We are currently buried in a blizzard of information,
seemingly spinning out of control. Politics
and current events are so significant in our lives that they have become an
all-consuming mental opioid.
We feel
highs, depressions, and withdrawal pains.
I find Twitter to be especially addictive.
Twitter, Facebook and other social media thrust pictures,
videos, and narratives in our faces, stimulating our emotions. We feel rushes of joy, sadness, anger and
outrage, until we can’t distinguish between what is existentially critical and
what is totally insignificant.
A little kerfuffle between a few conservative high school
students and some leftist protesters turns into the monster news story of the
year. There was no violence
involved. They didn’t even touch each
other. The only violence occurred when
the news and social media decided to intentionally report it inaccurately in
order to inflame peoples’ emotions. Another
mental opioid rush.
Everyone on Earth instantly gets a version of the story thrust
in their angry faces and sees it unfold on video while their blood pressures
rise. Except for perhaps my wife. She refuses to follow the news, and instead
reads a lot of fiction. She’s the smart
one in the family.
Because when you look through the spyglass backward and see
the world in true perspective, it’s all insignificant.
In an earlier AT piece,
I mentioned I was reading a book
titled “We Have No Idea” by Jorge Cham and Daniel Whiteson. In it, they describe the fact that we are
only aware of about 5% of the known universe.
The rest is all dark matter and energy that we know absolutely nothing
about. And yet that is just a minute
fraction of what we truly don’t know.
Our limited brains and senses are totally inadequate to be
able to comprehend the concept of eternity times infinity, where time and space
cannot exist as we currently perceive them.
We are really no different from ants, which can only see and understand
their own little anthill. Once in a
great while, something incomprehensible (to them) from the outside world
intrudes into theirs. I believe the same
thing happens to us, as well.
I just finished Scott Adams book,
“Win Bigly”. He puts forth a convincing
case (originally theorized by philosopher Nick Bostrom) that our universe and
everything in it is a giant computer simulation created by an advanced
civilization. All of the “crazy” phenomena
we “moist robots” (as Adams describes us) observe are merely glitches in the
program. Although Adams is a cartoonist
(Dilbert), he is dead serious about this.
Back in the Silver Age of the 1960’s (at least for my Marvel
comics) when I was a kid, I would make weekly trips to the library and each
time check out at least a half-dozen books on the topics of UFOs, psychic
phenomena, astral projection, and ghostly close encounters. I was ravenous for information on the
alternate dimensions of things we know nothing about. Most of it scared the hell out of me.

> _Direction A_
Answer these questions about the essay on information overload:
(i) According to the book "We Have No Idea," about what percentage of the known universe are we aware of?
(ii) What does the writer's wife read instead of following the news?
(iii) Which philosopher first theorized that our universe is a computer simulation?
> _Direction B_
How many lines of the records contain the string "every"? Case counts. Reply with the number alone.

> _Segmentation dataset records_
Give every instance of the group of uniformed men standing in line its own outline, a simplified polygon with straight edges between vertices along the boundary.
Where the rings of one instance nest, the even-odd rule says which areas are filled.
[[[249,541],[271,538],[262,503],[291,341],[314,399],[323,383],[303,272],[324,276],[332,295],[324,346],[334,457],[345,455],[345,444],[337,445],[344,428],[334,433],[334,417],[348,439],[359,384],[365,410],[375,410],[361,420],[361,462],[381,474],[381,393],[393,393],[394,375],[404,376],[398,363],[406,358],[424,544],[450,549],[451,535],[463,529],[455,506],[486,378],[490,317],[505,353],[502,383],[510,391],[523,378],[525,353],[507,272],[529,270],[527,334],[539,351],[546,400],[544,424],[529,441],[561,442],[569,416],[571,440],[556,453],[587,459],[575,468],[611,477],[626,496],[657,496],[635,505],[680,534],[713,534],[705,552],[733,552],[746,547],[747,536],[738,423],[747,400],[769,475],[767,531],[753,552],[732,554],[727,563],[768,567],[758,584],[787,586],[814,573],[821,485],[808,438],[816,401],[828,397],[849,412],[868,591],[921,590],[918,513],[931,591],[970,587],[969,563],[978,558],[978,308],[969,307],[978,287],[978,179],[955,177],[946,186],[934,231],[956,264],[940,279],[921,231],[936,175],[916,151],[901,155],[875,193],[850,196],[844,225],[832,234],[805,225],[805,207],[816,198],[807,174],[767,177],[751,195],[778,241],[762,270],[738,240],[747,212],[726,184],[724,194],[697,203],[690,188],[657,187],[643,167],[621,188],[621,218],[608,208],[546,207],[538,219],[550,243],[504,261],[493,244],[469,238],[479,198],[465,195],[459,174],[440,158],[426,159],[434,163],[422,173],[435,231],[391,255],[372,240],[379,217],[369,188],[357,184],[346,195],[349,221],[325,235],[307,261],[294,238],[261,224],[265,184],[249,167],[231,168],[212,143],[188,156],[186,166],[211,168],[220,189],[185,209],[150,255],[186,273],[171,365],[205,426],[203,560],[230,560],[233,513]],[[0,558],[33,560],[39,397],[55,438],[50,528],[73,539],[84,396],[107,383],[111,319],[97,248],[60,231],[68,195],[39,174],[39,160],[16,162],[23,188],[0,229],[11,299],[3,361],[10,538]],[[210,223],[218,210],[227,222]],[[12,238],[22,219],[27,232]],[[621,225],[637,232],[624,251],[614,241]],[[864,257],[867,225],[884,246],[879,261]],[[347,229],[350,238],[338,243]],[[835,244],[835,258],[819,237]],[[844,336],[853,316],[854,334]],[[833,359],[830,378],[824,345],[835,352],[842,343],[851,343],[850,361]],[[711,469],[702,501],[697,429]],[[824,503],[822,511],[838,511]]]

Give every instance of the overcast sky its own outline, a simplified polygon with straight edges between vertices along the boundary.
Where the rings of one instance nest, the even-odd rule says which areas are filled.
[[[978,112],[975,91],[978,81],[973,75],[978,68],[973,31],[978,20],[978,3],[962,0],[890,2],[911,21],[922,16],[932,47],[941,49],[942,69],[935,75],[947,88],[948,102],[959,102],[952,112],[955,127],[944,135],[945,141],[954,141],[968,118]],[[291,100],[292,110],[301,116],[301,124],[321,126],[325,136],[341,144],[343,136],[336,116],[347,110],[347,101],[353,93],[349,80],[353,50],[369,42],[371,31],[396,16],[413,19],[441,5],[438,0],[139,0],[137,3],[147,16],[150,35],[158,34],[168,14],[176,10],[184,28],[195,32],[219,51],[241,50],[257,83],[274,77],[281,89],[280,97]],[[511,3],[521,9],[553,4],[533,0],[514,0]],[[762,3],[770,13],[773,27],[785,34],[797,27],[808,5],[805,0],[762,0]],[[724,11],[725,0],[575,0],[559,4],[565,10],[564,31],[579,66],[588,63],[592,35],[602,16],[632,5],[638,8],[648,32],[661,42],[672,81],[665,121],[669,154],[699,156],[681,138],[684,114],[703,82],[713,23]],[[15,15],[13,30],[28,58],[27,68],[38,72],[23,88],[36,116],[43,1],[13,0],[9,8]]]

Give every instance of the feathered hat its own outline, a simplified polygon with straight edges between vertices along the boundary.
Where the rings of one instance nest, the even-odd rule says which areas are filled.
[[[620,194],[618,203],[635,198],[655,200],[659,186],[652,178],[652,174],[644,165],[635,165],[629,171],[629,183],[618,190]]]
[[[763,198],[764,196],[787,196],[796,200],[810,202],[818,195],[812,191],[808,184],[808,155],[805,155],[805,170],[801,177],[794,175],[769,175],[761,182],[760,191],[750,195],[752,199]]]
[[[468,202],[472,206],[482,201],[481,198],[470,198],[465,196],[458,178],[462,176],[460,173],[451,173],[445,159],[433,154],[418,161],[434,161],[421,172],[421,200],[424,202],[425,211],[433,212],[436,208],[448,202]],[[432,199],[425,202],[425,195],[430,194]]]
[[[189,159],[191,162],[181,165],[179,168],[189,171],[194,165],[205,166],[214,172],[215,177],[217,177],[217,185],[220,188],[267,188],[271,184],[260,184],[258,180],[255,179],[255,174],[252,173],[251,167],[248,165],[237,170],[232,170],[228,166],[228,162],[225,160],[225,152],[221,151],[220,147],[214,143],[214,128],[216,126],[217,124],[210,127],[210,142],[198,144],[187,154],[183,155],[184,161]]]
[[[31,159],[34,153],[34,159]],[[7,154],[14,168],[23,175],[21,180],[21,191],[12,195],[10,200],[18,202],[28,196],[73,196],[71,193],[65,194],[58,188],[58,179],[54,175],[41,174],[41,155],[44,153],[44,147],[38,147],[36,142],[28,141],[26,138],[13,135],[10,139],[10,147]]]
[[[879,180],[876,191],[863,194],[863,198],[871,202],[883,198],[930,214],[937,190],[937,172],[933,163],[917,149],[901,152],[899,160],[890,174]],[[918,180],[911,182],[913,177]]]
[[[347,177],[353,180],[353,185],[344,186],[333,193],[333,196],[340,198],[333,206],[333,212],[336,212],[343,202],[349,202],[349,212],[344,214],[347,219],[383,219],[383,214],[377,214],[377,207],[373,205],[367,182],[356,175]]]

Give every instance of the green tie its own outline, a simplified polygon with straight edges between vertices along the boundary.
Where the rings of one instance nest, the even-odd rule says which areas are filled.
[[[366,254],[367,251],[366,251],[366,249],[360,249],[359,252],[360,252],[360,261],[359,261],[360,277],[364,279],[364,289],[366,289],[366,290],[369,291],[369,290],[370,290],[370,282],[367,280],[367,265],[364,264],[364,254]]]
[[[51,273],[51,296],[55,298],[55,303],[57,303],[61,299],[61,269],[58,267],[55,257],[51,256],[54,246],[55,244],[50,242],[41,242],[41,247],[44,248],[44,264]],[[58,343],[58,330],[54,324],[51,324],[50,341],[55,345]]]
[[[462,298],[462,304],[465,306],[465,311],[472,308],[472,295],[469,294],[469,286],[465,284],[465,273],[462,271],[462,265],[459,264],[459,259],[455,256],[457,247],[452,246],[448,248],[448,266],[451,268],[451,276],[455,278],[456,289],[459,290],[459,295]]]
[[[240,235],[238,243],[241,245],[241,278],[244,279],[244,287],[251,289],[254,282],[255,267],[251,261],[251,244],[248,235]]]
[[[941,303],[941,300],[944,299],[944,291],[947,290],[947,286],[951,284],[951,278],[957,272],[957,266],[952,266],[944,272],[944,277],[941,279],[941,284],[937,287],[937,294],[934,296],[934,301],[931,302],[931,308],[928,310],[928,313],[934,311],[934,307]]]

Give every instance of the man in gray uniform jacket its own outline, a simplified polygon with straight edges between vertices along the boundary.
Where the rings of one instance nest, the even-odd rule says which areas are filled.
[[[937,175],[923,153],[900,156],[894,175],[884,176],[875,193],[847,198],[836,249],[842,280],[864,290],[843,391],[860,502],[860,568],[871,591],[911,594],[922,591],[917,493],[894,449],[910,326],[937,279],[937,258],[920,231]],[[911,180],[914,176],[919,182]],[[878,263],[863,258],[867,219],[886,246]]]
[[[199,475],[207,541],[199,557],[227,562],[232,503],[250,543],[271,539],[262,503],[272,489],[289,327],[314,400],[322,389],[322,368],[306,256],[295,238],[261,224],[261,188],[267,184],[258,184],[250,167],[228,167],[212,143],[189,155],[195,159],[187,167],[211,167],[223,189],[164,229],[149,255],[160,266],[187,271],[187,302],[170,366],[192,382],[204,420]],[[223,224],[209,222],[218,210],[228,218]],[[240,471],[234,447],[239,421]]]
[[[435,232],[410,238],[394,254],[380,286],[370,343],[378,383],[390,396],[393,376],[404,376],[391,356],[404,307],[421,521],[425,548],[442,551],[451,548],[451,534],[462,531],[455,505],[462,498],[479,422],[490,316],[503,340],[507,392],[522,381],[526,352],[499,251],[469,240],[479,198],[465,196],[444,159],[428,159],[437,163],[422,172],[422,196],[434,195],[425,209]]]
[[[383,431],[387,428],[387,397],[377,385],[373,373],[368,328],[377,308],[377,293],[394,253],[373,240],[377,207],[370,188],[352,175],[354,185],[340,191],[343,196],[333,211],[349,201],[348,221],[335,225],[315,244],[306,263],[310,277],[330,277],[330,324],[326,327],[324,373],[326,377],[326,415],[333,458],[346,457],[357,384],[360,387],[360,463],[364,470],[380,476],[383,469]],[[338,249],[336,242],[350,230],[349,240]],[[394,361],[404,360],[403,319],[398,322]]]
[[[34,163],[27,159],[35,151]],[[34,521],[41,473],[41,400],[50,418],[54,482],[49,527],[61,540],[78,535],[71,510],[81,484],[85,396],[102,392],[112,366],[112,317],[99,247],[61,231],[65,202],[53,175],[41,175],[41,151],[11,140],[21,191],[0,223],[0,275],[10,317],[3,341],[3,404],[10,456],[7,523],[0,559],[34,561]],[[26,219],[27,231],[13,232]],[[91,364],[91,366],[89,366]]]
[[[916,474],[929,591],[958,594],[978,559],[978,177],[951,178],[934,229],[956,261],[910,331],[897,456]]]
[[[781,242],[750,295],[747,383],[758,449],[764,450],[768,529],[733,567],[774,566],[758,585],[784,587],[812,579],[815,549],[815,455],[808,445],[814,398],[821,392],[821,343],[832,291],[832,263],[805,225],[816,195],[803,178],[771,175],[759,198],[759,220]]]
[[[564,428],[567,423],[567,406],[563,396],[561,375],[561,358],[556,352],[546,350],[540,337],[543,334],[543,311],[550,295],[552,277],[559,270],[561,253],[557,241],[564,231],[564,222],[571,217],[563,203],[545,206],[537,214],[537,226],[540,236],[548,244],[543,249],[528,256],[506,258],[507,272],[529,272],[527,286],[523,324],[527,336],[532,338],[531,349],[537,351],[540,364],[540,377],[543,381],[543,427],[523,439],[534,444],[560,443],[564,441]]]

> _Problem solution A_
(i) About 5%
(ii) Fiction
(iii) Nick Bostrom

> _Problem solution B_
5